Available records —
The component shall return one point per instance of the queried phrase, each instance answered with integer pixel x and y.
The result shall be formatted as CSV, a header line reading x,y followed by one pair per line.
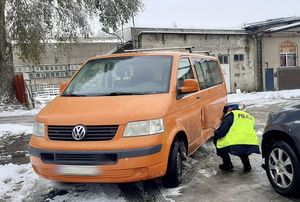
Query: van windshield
x,y
137,75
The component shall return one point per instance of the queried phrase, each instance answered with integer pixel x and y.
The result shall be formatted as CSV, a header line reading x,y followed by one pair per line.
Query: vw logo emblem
x,y
79,132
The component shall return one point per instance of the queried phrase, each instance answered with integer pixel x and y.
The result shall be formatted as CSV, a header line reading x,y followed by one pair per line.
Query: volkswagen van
x,y
129,117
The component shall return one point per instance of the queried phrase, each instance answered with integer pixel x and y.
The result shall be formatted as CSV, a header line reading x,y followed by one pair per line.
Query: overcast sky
x,y
213,13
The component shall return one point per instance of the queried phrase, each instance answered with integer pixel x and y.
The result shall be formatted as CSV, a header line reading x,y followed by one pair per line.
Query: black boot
x,y
246,163
227,164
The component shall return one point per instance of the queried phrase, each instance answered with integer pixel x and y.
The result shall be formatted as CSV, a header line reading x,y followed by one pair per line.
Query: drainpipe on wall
x,y
259,61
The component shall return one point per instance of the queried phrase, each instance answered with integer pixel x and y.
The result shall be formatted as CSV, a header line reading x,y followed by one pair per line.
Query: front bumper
x,y
123,160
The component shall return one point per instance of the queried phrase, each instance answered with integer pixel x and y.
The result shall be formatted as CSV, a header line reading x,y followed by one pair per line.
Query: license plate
x,y
78,170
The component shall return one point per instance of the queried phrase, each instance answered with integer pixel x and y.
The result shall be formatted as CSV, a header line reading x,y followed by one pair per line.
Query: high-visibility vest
x,y
241,132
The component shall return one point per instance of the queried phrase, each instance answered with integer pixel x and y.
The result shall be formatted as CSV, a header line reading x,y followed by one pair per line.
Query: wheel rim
x,y
281,168
179,165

The exercise —
Extract each line of the rows above that contains the string "Query", treating uppercase and lowercase letters as distinct.

Result below —
Query: van windshield
Query: vw logo emblem
Query: volkswagen van
Query: overcast sky
Query: black boot
Query: drainpipe on wall
Query: front bumper
Query: license plate
Query: high-visibility vest
Query: wheel rim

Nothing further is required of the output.